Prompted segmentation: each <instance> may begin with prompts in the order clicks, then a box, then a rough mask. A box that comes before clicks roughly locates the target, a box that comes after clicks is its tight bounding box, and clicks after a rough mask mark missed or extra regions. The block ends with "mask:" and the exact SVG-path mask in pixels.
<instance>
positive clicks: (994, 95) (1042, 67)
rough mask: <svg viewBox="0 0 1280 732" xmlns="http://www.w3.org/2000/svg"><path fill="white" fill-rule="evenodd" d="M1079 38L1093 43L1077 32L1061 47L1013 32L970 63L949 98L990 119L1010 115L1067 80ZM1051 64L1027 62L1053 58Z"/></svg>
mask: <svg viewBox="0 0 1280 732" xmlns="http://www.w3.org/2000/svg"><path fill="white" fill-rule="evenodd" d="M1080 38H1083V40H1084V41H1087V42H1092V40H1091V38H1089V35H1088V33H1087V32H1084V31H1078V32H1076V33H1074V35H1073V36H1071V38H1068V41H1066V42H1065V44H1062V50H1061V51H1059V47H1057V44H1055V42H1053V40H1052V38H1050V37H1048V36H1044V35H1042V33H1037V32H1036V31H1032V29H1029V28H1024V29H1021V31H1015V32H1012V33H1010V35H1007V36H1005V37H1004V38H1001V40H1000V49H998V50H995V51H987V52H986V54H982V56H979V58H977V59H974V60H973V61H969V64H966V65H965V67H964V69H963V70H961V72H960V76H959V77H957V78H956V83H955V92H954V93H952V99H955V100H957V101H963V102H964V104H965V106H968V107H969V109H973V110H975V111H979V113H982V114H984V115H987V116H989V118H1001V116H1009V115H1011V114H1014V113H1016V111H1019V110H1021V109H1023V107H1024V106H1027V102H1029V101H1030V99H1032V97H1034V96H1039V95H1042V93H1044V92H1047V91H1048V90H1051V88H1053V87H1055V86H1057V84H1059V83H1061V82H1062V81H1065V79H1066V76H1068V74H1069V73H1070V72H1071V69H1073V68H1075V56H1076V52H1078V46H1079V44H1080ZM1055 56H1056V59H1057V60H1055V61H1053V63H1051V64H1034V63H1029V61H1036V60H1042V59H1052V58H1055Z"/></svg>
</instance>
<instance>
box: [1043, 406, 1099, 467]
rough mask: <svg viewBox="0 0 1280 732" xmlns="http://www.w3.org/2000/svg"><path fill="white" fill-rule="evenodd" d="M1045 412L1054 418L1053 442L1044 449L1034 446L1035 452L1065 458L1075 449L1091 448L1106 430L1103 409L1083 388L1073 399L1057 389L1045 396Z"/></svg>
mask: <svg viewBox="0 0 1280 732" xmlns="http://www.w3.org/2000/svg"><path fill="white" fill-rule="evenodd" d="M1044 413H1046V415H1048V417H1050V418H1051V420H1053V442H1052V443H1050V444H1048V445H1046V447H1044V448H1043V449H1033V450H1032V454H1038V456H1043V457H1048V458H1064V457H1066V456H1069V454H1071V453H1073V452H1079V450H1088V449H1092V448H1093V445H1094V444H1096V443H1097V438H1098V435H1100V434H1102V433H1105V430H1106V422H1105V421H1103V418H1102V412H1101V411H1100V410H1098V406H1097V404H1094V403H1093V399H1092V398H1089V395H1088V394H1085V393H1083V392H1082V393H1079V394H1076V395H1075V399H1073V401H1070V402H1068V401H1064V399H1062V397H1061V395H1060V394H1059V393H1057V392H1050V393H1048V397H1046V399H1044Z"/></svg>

- What is needed: From the first line of the listing above to the line with "positive clicks: (994, 95) (1042, 67)", please transcribe each line exactly, both ends included, and nothing beyond that.

- Problem solution:
Prompted segmentation: each <instance> may begin with prompts in the order clicks, then a box, then a rough mask. A box that comes before clicks roughly locates the target, a box that comes after clicks is its tight bounding box, and clicks after a rough mask mark missed or extra regions. The block ends with "mask:" and the exact SVG-path mask in pixels.
<instance>
positive clicks: (994, 95) (1042, 67)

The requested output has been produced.